- Requirement -
In the records below, find each line holding the word "blue" and copy it.

- Material provided -

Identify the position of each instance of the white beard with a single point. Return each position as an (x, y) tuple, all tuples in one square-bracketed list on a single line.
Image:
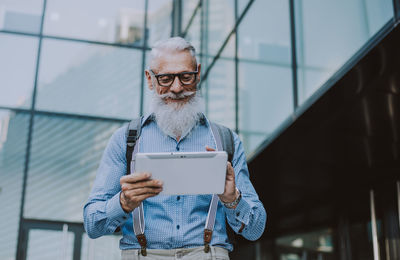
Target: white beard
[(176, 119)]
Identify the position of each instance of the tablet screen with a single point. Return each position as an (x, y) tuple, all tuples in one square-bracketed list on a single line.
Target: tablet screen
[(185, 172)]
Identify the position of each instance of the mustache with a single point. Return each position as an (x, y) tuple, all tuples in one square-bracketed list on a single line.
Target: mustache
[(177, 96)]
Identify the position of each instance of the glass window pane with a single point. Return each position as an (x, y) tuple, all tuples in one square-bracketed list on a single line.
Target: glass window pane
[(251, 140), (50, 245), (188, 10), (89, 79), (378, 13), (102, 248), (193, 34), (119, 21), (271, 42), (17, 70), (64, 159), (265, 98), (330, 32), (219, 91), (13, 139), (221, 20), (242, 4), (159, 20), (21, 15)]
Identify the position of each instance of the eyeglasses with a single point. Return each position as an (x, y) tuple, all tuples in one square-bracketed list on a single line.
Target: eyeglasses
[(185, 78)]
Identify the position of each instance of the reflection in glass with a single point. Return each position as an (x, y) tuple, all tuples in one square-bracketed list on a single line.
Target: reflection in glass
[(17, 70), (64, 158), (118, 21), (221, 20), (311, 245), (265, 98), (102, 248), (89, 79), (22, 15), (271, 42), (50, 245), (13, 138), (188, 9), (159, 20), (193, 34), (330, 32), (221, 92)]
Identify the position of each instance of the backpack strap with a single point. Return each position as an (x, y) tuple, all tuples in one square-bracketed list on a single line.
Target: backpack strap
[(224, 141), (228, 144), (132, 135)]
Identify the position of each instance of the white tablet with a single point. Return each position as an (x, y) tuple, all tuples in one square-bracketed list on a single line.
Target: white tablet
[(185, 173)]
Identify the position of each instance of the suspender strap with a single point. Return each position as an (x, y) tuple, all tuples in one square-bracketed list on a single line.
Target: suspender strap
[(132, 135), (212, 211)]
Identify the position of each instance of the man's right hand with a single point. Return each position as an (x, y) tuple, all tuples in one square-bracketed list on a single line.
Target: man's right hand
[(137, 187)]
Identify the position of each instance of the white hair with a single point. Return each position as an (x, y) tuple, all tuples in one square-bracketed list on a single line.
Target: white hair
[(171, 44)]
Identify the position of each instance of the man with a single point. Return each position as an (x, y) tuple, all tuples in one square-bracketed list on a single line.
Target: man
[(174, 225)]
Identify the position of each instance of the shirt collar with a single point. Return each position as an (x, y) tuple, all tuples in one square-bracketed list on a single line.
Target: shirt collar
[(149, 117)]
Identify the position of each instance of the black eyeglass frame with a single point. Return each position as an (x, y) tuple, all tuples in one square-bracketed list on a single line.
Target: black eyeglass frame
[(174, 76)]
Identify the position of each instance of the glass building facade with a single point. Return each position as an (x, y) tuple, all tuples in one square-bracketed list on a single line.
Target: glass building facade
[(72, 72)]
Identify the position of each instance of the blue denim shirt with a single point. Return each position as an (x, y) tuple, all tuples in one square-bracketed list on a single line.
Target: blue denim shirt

--

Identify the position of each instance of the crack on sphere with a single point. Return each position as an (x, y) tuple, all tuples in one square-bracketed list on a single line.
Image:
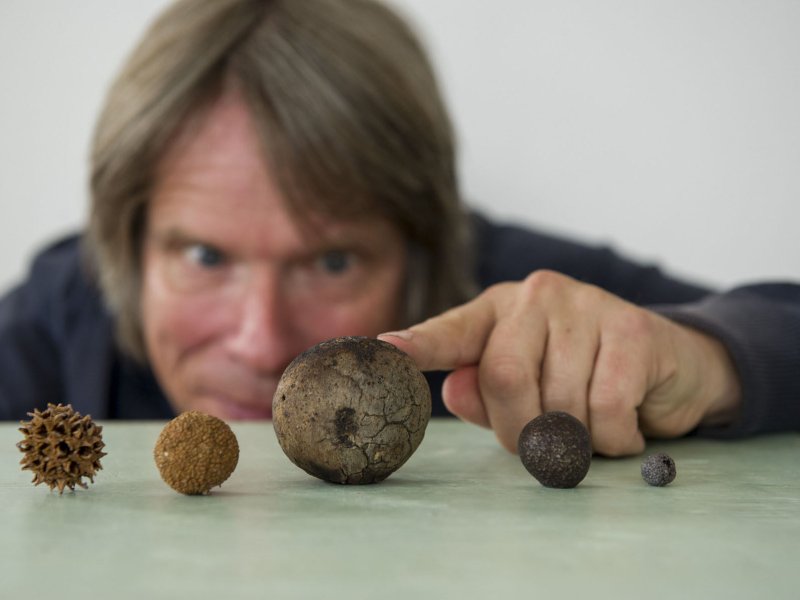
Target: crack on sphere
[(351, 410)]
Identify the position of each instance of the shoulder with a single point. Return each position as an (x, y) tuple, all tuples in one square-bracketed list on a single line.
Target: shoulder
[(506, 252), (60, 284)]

==

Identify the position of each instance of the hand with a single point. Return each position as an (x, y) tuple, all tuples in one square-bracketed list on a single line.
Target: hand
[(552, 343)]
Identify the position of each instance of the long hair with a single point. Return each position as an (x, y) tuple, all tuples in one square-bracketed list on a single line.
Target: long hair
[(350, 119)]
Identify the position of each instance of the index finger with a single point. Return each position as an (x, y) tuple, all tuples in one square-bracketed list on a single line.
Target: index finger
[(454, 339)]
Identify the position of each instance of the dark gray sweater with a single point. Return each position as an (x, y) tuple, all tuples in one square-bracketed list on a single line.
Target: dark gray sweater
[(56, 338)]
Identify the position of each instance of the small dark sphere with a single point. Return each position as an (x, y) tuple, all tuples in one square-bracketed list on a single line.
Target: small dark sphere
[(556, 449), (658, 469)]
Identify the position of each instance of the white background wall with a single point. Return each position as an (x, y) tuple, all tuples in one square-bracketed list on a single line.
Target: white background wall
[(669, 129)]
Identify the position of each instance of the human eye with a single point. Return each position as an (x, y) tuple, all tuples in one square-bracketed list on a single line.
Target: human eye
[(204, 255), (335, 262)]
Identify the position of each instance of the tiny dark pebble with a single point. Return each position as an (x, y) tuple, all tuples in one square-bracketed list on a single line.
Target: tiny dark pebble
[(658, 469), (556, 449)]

- Task output -
Identify the position of each instance of the blue denim shirt with a single point. Return each position as an (x, y) tuple, all tuples in one square-bracketed list on a single line.
Target: blue denim shirt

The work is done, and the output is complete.